## Begin MATERIAL

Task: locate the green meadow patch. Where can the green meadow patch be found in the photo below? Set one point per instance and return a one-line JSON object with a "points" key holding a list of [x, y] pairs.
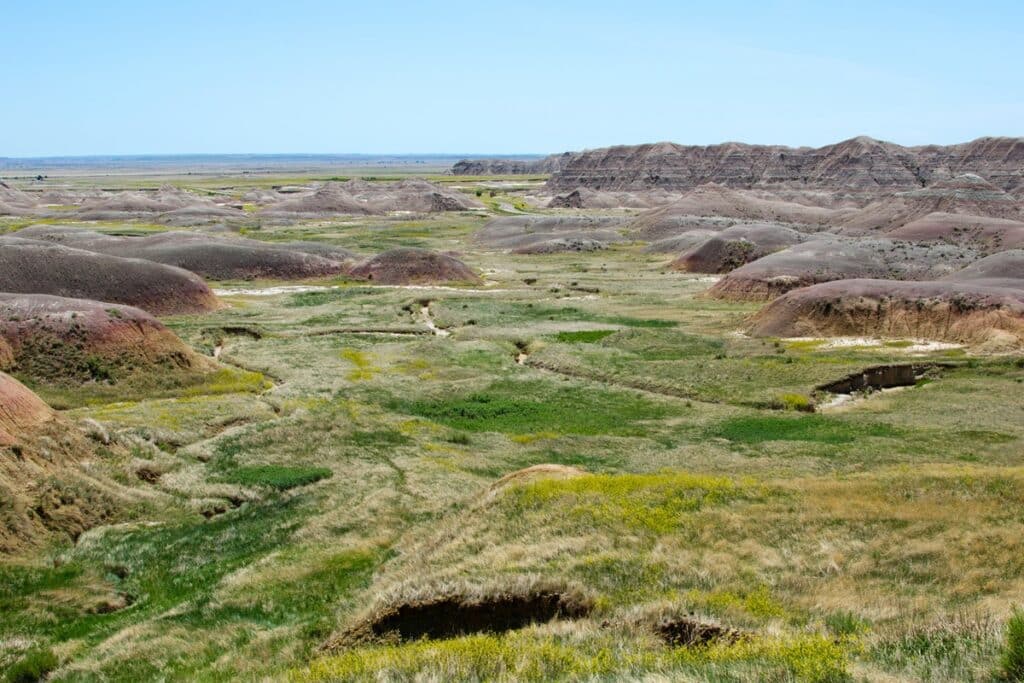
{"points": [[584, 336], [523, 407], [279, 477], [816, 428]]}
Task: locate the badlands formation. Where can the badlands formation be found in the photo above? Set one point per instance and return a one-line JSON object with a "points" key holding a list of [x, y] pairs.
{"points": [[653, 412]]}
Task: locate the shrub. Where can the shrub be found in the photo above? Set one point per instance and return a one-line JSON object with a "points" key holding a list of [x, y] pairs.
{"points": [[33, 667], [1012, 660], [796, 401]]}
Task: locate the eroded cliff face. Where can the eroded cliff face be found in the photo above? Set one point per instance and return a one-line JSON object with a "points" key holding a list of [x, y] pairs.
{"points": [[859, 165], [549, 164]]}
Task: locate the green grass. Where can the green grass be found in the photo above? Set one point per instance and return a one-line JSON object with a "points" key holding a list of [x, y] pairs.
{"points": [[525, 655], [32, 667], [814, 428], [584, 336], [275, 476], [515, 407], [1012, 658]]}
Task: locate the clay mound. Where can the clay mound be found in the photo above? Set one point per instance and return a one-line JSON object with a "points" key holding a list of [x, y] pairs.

## End MATERIAL
## Begin MATERIAL

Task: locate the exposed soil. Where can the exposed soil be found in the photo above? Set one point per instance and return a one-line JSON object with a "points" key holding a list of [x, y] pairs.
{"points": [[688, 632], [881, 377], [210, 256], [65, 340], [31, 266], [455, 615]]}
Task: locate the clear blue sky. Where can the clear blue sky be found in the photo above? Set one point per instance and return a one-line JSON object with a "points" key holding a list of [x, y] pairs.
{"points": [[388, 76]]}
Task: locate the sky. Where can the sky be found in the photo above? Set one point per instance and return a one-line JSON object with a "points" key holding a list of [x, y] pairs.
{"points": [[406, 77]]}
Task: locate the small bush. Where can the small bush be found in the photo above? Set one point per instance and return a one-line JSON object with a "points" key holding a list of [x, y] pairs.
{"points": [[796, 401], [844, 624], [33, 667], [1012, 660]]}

## End MATERIAL
## Begin MATERIAL

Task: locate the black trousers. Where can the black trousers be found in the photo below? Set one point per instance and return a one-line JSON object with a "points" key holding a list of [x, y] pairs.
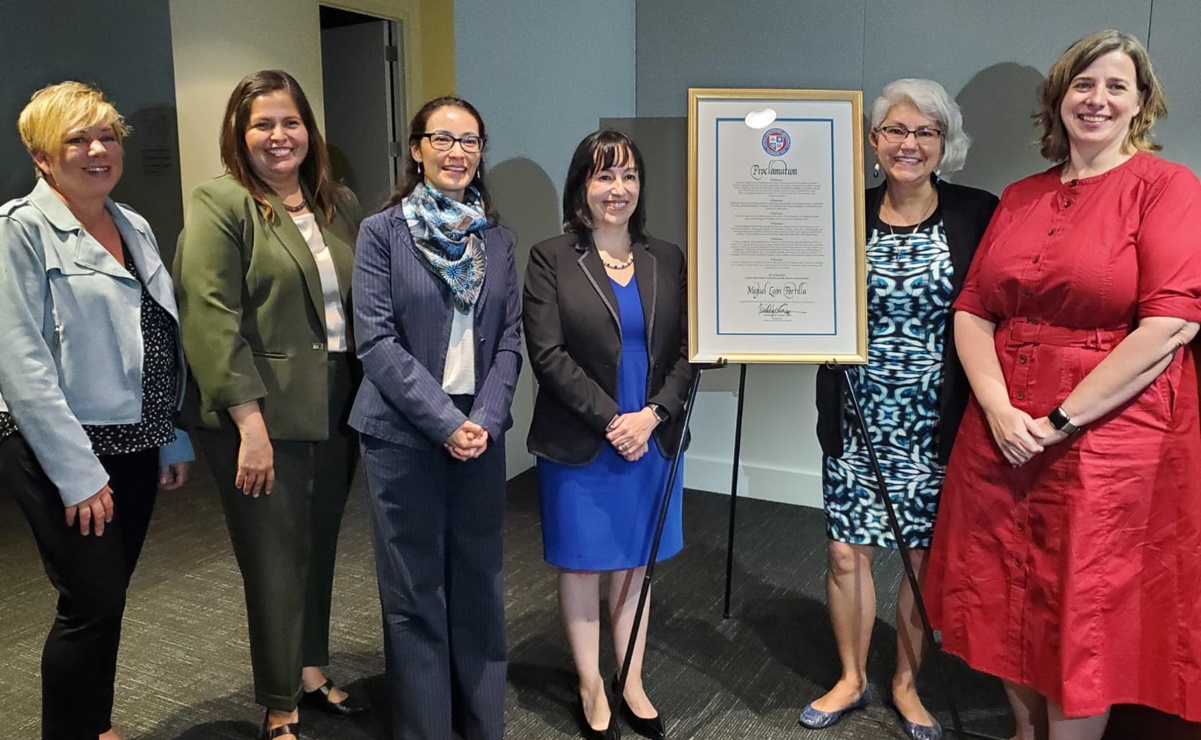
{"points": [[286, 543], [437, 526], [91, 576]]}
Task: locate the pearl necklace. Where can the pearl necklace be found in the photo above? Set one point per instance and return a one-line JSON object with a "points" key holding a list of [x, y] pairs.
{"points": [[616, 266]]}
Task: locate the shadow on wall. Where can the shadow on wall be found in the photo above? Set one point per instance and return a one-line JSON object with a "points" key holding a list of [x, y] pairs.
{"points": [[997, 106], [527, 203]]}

## End MATERIAL

## TASK REQUIREMENTS:
Rewrite the part of the items above that opens with the line containing "Task: locate the eroded" and closes with the line containing "Task: locate the clay" as a JSON list of strings, one string per line and blank lines left out. Include both of those lines and nothing outside that span.

## SOLUTION TO THIS EXERCISE:
[
  "Task: locate the eroded cliff face. Where can the eroded cliff face be found in the photo above? Set one point per instance and return a one-line JSON object with a \"points\" key holding a list of [x, y] pairs.",
  "{\"points\": [[859, 165], [549, 164]]}",
  "Task: locate the green grass. Where can the green grass be found in the photo above? Set one point per instance and return a one-line JSON object with a \"points\" key holding a list of [x, y] pairs.",
  "{\"points\": [[525, 655], [32, 667], [814, 428], [584, 336], [275, 476], [515, 407], [1012, 658]]}",
  "Task: locate the clay mound. Where can the clay mound be found in the photo above? Set one point per instance and return a one-line JSON object with a \"points\" key holding a list of [x, y] pairs."
]